**Aim of the exercise**
Please rewrite these records with "bell tower" substituted by "clock tower" and everything else unchanged, and leave the pictures out of your answer.

**Supplied data**
──────────

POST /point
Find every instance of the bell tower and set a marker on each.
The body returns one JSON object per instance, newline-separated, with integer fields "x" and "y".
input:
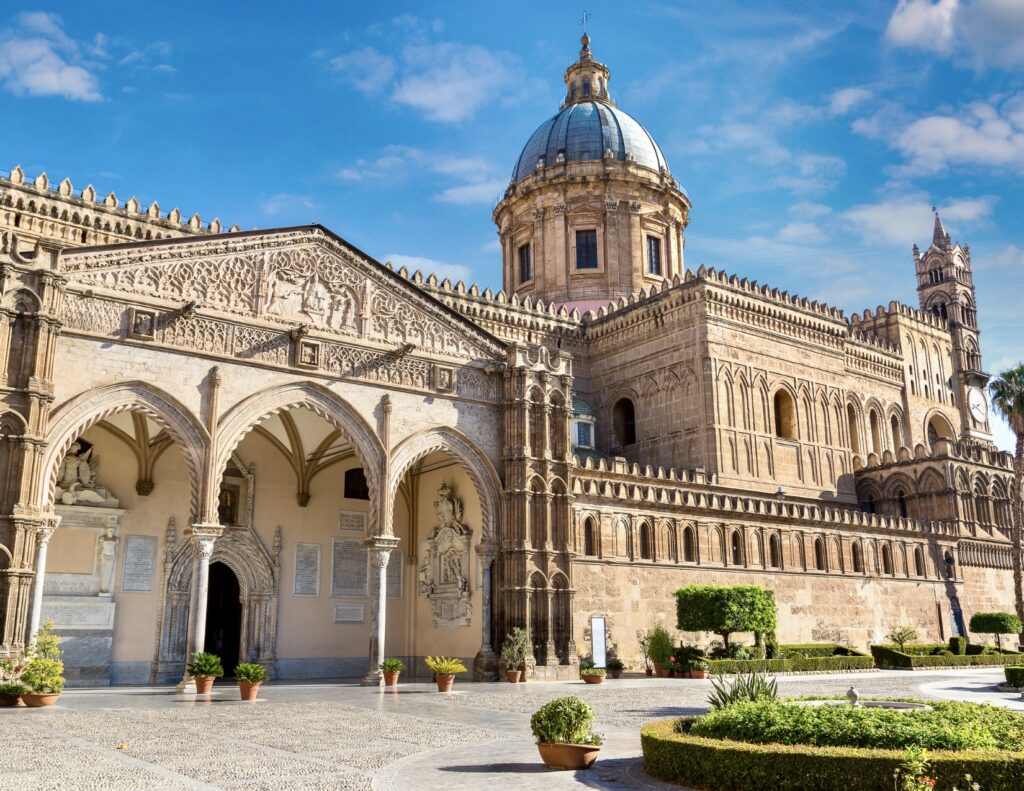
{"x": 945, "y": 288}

──────────

**The reply**
POST /point
Find every instance of the clock tower and set a marker on each.
The body returns one JSON object per instance, newline-separated, with integer fields "x" and "y".
input:
{"x": 945, "y": 288}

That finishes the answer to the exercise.